Another key frontier is causal inference [62]. Most current models identify correlations between sequence patterns and molecular phenotypes, however cannot distinguish cause from association. Embedding causal reasoning—through structural and graphical causal models [63, 64], and experimental perturbations [65, 66]—may enable models to predict the functional impact of variants more reliably and to generate experimentally testable hypotheses about regulatory mechanisms.
Interpretability remains an equally pressing challenge [67]. As genomic models continue to grow in scale and complexity, understanding what they learn becomes critical for their scientific utility. Developing feature attribution, feature interaction, and transparency models that map learned representations back to biological features (e.g. motifs, enhancers, or pathways) will allow these models to serve not merely as predictors but as instruments for biological discovery.
In addition, synthetic data may offer a promising path to overcome the intrinsic limitations of natural genomes. As a recent study [68] has noted, the human genome is relatively small and repetitive, limiting the diversity of regulatory configurations available for model training. MPRAs using synthetic DNA could expand the accessible regulatory landscape, enabling systematic exploration of cis-regulatory grammars. However, how to co-train models on both synthetic and real data remains an open methodological question that will require innovations in domain adaptation and representation alignment.

* TASK TO CARRY OUT
Continue the passage on open challenges for genomic models, starting after its last sentence.

Region pointing data:
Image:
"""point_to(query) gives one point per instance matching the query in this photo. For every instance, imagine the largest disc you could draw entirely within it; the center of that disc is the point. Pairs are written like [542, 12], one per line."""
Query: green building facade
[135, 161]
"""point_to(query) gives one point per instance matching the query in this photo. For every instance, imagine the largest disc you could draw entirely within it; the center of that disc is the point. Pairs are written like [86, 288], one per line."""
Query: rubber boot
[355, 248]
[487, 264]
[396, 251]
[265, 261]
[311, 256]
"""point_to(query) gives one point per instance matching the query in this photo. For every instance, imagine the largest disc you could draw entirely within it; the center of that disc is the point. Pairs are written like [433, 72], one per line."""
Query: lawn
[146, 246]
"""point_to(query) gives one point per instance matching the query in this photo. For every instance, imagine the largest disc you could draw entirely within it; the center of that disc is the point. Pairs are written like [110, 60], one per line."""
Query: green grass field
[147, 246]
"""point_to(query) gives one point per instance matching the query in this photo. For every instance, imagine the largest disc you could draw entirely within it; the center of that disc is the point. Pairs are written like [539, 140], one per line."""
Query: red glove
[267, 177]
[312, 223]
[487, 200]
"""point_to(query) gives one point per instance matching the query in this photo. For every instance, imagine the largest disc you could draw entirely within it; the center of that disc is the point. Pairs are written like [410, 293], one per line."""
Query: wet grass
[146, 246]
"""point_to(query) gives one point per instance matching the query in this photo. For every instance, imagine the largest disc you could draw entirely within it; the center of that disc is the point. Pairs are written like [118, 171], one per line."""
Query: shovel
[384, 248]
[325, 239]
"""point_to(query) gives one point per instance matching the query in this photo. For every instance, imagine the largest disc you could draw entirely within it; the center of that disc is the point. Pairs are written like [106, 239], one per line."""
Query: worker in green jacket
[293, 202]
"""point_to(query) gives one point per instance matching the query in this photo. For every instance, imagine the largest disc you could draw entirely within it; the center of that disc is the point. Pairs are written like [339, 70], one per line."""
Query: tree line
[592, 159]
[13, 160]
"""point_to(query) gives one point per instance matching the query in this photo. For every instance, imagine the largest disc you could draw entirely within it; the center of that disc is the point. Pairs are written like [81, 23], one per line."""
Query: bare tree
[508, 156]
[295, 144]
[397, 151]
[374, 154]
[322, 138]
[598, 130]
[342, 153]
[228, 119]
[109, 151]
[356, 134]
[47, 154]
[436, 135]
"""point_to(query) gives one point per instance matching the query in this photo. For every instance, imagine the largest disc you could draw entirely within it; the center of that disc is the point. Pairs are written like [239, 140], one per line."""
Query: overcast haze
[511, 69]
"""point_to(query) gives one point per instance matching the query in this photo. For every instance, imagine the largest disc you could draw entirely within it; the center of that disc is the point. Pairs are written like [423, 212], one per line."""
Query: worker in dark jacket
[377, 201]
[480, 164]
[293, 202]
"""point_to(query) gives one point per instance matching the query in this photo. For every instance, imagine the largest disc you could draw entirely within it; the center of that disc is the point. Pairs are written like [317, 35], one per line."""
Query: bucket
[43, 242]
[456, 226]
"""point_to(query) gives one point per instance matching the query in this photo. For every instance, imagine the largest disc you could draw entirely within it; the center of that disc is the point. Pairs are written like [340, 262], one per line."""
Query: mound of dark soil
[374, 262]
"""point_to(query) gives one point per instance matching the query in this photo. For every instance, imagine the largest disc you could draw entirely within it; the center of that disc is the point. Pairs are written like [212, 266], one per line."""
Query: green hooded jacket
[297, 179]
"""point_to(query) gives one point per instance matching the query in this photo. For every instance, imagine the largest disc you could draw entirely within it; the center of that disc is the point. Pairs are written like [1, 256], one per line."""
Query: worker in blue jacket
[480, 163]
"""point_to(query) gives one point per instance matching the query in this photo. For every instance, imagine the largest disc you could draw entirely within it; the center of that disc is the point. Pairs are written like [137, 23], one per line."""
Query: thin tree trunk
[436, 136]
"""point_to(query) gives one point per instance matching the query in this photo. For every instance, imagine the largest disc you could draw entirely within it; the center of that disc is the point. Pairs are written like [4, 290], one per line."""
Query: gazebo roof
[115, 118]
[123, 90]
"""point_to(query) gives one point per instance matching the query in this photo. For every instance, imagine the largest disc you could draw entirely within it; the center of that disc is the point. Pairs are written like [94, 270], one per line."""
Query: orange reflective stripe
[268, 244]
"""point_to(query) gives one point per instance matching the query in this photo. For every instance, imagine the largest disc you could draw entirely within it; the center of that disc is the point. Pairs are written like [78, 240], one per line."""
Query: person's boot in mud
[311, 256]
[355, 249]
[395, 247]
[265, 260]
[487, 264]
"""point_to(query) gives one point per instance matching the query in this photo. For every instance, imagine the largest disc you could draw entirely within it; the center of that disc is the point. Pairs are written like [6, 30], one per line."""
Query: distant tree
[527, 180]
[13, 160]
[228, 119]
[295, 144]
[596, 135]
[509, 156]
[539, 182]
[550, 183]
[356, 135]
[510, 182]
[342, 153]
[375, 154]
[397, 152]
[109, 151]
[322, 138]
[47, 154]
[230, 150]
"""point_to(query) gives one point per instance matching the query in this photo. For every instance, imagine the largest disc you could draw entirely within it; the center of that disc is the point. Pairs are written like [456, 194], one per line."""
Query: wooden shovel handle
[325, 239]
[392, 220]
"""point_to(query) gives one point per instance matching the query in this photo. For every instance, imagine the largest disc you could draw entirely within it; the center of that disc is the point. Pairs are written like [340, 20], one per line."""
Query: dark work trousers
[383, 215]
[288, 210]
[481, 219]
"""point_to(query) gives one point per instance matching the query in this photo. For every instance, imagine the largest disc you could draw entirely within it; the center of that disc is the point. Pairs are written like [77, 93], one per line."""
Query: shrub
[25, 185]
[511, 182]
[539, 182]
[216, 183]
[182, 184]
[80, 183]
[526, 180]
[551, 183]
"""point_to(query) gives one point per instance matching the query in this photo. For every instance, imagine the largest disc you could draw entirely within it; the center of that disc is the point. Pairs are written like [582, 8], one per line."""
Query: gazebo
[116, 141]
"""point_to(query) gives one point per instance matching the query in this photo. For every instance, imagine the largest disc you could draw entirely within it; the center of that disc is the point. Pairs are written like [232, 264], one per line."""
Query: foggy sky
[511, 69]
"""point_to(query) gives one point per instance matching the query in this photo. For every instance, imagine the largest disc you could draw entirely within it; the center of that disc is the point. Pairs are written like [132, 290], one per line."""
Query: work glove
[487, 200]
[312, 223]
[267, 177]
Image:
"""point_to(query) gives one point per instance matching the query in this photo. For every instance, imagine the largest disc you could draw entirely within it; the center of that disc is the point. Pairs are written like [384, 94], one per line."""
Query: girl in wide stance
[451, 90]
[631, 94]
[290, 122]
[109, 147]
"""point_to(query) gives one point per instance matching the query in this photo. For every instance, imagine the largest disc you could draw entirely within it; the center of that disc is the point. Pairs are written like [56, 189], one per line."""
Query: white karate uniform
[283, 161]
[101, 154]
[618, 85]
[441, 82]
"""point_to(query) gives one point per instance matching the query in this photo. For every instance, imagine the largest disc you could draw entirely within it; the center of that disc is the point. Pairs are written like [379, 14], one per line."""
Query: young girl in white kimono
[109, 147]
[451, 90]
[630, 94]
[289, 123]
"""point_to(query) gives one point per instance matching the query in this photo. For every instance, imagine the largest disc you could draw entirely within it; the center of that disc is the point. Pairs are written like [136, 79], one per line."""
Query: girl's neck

* WRITTEN ANSWER
Finally, sustained progress in this field will hinge on collaboration and resource sharing. Establishing shared benchmarks, promoting cross-institutional data exchange, and pooling computational resources will ensure transparency, reproducibility, and accessibility. Collaborative consortia that unite biologists, computer scientists, and engineers will be vital for translating advances in genomic AI into mechanistic understanding and biomedical impact.
Key Points
- Deep learning models achieve high accuracy when predicting molecular phenotypes on reference genomes but fail to robustly predict personalized gene expression across individuals.
- Despite their simpler architecture, linear models are more reliable than deep learning models for cross-individual gene expression prediction.
- Fine-tuned deep learning models show promise for predicting gene expression directly from raw genomic sequences, eliminating the need for predefined biomarkers.
- Genomic language models, which require only sequence-based pretraining, have emerged as a promising alternative for encoding the transcriptional effects of genetic variation.